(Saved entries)
+++
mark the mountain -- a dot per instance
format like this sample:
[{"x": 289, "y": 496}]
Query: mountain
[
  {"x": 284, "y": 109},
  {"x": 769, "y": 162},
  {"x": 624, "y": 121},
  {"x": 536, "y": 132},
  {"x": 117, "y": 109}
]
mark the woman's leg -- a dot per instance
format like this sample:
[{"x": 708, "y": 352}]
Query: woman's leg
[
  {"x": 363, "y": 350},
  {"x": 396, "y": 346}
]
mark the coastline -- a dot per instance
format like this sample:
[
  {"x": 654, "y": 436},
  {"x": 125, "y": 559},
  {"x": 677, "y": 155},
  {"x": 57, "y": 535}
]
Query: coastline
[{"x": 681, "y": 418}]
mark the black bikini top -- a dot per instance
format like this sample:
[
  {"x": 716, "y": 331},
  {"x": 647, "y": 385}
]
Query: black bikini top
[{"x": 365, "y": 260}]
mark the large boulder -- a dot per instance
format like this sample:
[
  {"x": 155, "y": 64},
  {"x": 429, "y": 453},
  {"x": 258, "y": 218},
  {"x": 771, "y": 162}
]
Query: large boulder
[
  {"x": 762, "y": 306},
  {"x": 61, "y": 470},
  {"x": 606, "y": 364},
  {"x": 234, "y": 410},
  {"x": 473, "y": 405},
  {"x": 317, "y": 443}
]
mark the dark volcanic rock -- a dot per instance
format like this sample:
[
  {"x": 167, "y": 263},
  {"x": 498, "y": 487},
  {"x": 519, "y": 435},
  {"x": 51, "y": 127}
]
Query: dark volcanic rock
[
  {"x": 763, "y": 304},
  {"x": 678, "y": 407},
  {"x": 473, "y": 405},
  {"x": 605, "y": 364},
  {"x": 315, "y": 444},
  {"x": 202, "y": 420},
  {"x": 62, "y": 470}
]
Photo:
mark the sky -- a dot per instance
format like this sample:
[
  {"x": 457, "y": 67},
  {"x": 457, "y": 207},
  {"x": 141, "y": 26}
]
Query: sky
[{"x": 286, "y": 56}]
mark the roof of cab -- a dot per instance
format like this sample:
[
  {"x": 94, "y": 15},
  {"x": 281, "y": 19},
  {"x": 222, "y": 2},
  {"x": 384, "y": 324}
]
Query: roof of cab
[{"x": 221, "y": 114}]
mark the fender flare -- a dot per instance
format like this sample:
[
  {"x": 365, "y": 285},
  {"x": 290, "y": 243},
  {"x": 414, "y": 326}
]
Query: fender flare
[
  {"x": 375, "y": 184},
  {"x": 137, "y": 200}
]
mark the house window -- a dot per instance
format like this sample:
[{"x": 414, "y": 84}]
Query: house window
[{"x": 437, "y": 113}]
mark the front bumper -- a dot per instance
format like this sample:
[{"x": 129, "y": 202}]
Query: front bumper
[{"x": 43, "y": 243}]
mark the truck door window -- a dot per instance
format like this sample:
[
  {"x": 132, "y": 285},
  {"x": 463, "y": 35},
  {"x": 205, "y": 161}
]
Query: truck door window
+++
■ **What the exercise asks**: How many lines in the entries hold the word "instance"? Only the number is wanted.

■ **Exercise output**: 12